Soal yang Dikerjakan »
Tuliskan kembali entri dari baris yang memuat "Each instance of the green" hingga baris yang memuat "[(585, 184), (631, 196)]". Ganti "santa claus plush doll" dengan "santa claus figurine", dan biarkan bagian lain tetap sama.

*** Data Hasil Ekstraksi

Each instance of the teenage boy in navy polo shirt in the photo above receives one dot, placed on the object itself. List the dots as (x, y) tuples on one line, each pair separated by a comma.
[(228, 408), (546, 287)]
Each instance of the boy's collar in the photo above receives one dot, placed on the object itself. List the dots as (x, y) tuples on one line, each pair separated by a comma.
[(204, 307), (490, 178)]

******
*** Data Hasil Ekstraksi

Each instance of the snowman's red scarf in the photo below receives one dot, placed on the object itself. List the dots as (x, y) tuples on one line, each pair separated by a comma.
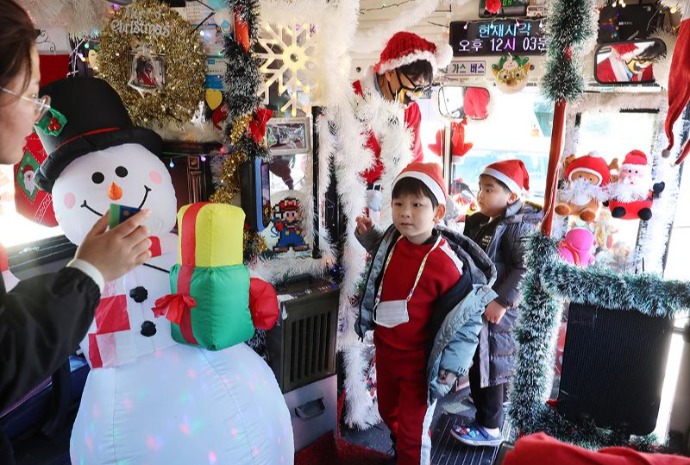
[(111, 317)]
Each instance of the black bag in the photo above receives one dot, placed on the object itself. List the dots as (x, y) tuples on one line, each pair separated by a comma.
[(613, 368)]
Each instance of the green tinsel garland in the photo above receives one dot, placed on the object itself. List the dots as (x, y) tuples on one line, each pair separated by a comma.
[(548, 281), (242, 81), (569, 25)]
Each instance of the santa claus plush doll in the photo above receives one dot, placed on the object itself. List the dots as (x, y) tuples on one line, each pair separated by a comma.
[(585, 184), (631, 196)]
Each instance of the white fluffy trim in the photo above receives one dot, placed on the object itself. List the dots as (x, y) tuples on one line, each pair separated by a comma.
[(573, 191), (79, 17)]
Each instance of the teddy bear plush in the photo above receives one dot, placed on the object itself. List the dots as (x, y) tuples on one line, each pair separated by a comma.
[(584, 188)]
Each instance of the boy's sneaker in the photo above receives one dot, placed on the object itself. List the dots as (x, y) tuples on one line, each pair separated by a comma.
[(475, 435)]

******
*** Data Hasil Ekstraksi

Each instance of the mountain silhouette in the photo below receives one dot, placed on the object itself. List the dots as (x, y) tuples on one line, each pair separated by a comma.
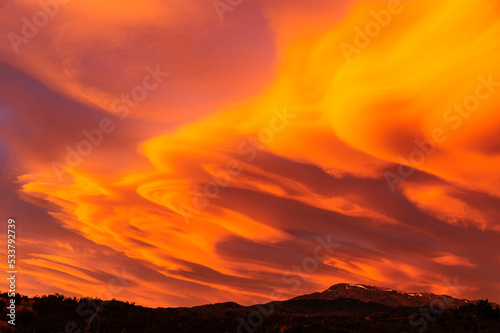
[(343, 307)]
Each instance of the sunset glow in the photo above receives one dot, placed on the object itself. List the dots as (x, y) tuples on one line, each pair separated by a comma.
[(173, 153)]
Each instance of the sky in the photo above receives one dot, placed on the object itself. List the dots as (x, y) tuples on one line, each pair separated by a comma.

******

Hasil Latihan »
Each instance of the green tinsel garland in the photo above receives one dot, placed on the object itself. List the dots as (x, y) tuples on one line, each pair separated by a comma.
[(548, 281), (242, 81), (569, 25)]
Each instance of the santa claus figurine in the photo above receives one dot, placed on the object itself. List the dots as (x, y) tuples on one line, each pair separated by a comma.
[(585, 184), (631, 196)]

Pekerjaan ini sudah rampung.